Region pointing data
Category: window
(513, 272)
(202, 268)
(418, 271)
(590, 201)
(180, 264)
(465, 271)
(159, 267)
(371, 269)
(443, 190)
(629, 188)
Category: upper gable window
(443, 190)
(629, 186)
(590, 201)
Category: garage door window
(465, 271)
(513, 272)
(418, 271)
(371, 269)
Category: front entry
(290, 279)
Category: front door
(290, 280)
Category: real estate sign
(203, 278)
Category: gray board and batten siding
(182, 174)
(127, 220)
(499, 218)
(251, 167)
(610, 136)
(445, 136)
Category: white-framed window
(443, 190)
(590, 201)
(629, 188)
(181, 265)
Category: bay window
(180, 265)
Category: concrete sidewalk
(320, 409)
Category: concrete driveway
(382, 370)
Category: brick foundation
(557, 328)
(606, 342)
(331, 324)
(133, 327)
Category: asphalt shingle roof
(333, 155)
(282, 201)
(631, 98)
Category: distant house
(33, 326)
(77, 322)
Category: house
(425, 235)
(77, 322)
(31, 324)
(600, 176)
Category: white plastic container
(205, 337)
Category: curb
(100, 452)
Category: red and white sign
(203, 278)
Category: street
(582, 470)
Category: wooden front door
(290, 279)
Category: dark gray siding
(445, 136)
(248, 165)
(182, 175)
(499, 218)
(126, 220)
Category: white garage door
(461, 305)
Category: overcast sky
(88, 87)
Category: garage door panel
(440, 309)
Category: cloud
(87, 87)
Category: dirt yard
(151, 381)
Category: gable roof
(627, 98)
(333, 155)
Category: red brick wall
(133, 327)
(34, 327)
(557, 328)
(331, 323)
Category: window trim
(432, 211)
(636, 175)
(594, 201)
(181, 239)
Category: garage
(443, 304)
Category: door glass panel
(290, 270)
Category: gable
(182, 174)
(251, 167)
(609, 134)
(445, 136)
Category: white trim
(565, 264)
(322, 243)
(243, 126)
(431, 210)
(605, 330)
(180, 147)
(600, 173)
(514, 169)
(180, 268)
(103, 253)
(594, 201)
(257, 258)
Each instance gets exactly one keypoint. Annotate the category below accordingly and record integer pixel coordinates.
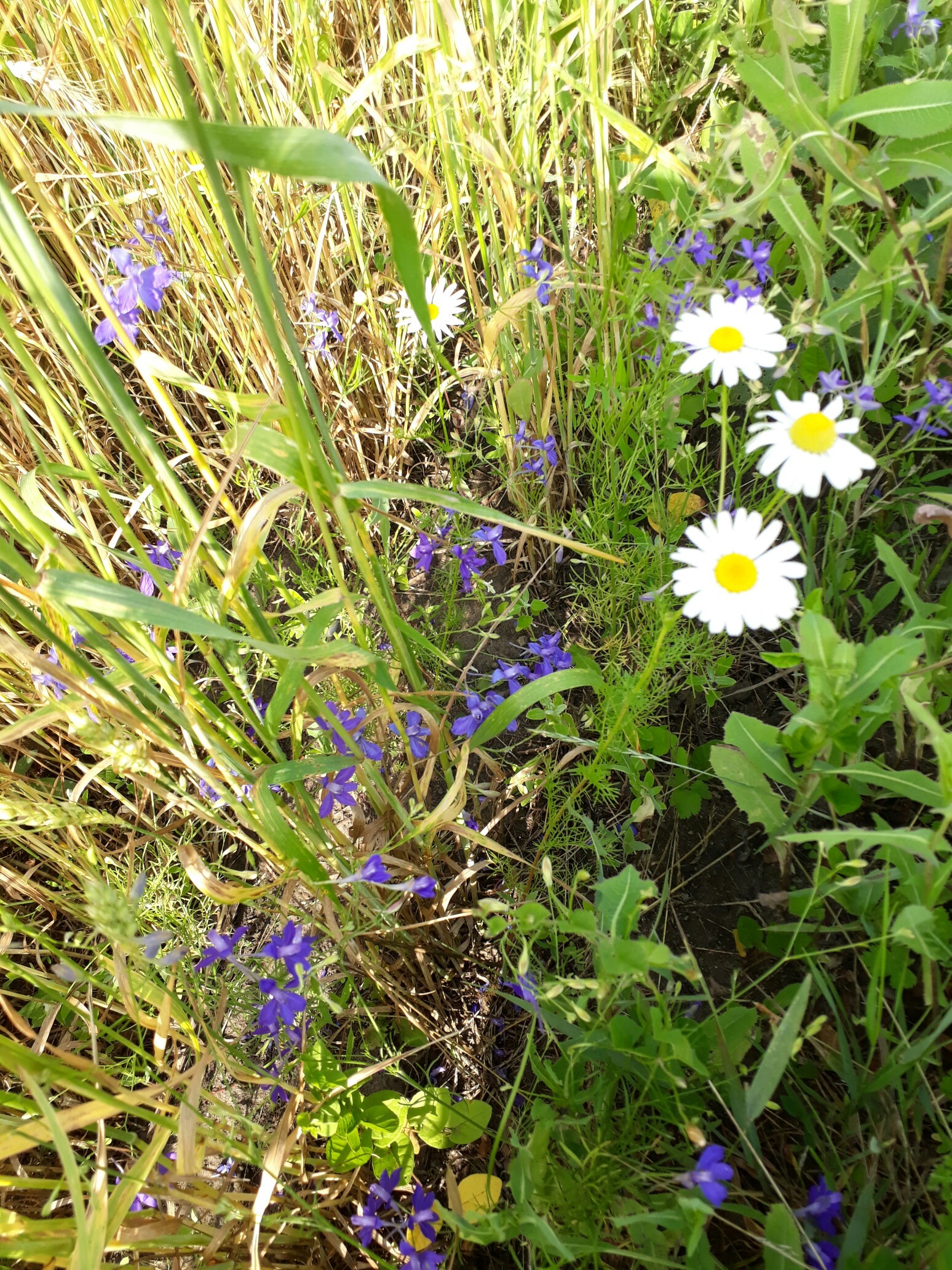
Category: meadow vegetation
(475, 634)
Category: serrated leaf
(761, 743)
(748, 788)
(774, 1064)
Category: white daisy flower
(446, 303)
(806, 442)
(734, 574)
(736, 337)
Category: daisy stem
(721, 489)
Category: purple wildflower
(758, 257)
(700, 249)
(537, 270)
(940, 393)
(708, 1175)
(221, 948)
(161, 557)
(551, 656)
(353, 725)
(281, 1005)
(470, 565)
(415, 1260)
(338, 788)
(328, 325)
(45, 680)
(917, 23)
(423, 551)
(919, 423)
(367, 1221)
(736, 291)
(417, 733)
(549, 450)
(372, 870)
(525, 988)
(865, 398)
(681, 302)
(823, 1208)
(477, 710)
(293, 948)
(491, 537)
(424, 1215)
(509, 675)
(129, 319)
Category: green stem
(723, 487)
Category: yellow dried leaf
(480, 1193)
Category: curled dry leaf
(932, 512)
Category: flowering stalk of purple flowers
(144, 287)
(279, 1015)
(351, 732)
(940, 399)
(710, 1175)
(537, 270)
(370, 1220)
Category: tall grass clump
(475, 634)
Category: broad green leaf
(376, 489)
(917, 110)
(905, 784)
(761, 743)
(780, 1052)
(469, 1122)
(885, 658)
(306, 154)
(514, 705)
(782, 1248)
(846, 25)
(620, 900)
(109, 600)
(748, 786)
(916, 926)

§ **What this task involves**
Output the records exactly, please. The pictures are not part of the copy.

§ **Reply to the task**
Category: window
(513, 272)
(202, 268)
(418, 271)
(590, 201)
(180, 264)
(465, 271)
(159, 267)
(371, 269)
(443, 190)
(629, 188)
Category: upper gable window
(443, 190)
(629, 186)
(590, 201)
Category: garage door window
(465, 271)
(513, 272)
(418, 271)
(371, 269)
Category: front entry
(290, 279)
Category: front door
(290, 280)
Category: real estate sign
(203, 278)
Category: gray board and batten siding
(182, 174)
(127, 220)
(499, 218)
(251, 167)
(610, 136)
(445, 136)
Category: white-framed window
(443, 190)
(590, 201)
(629, 188)
(181, 265)
Category: bay window
(180, 265)
Category: concrete sidewalk
(320, 409)
Category: concrete driveway
(382, 370)
Category: brick foundation
(557, 328)
(606, 342)
(331, 324)
(133, 327)
Category: asphalt shingle roof
(333, 155)
(282, 201)
(631, 98)
Category: distant house
(33, 326)
(77, 322)
Category: house
(425, 235)
(77, 322)
(31, 324)
(600, 176)
Category: white plastic container
(205, 337)
Category: curb
(100, 452)
Category: red and white sign
(203, 278)
Category: street
(582, 470)
Category: wooden front door
(290, 279)
Category: dark gray siding
(445, 136)
(248, 165)
(182, 175)
(499, 218)
(126, 220)
Category: white garage door
(461, 305)
Category: overcast sky
(88, 87)
Category: garage door panel
(440, 309)
Category: cloud
(87, 87)
Category: dirt yard
(151, 381)
Category: gable roof
(627, 98)
(333, 155)
Category: red brick wall
(133, 327)
(34, 327)
(557, 328)
(331, 323)
Category: window trim
(432, 211)
(636, 175)
(594, 201)
(181, 239)
Category: garage
(443, 304)
Category: door glass panel
(290, 270)
Category: gable
(182, 174)
(251, 167)
(609, 134)
(445, 136)
Category: white trim
(565, 264)
(322, 243)
(243, 126)
(431, 210)
(605, 330)
(180, 147)
(600, 173)
(514, 169)
(180, 268)
(103, 253)
(594, 201)
(257, 258)
Each instance gets exactly one keypoint. Annotate the category below accordingly and record integer pixel coordinates.
Category: meadow vegetation
(475, 634)
Category: serrated leaf
(761, 743)
(748, 788)
(774, 1064)
Category: white daisy flower
(446, 303)
(806, 442)
(734, 574)
(736, 337)
Category: daisy stem
(721, 489)
Category: purple wildflower
(758, 257)
(700, 249)
(537, 270)
(940, 393)
(708, 1175)
(221, 948)
(161, 557)
(551, 656)
(353, 725)
(281, 1005)
(470, 565)
(415, 1260)
(338, 788)
(328, 325)
(45, 680)
(917, 23)
(423, 551)
(919, 423)
(367, 1221)
(736, 291)
(417, 733)
(549, 450)
(372, 870)
(525, 988)
(865, 398)
(681, 302)
(823, 1208)
(477, 710)
(293, 948)
(491, 537)
(424, 1215)
(509, 675)
(129, 319)
Category: green stem
(723, 487)
Category: yellow dried leaf
(480, 1193)
Category: curled dry leaf
(932, 512)
Category: flowering stalk of purple flowers
(144, 287)
(279, 1015)
(351, 732)
(940, 399)
(710, 1175)
(537, 270)
(370, 1220)
Category: tall grass clump
(475, 634)
Category: broad green leaf
(376, 489)
(917, 110)
(905, 784)
(761, 743)
(780, 1052)
(469, 1122)
(885, 658)
(306, 154)
(514, 705)
(782, 1248)
(846, 25)
(620, 900)
(109, 600)
(748, 786)
(916, 926)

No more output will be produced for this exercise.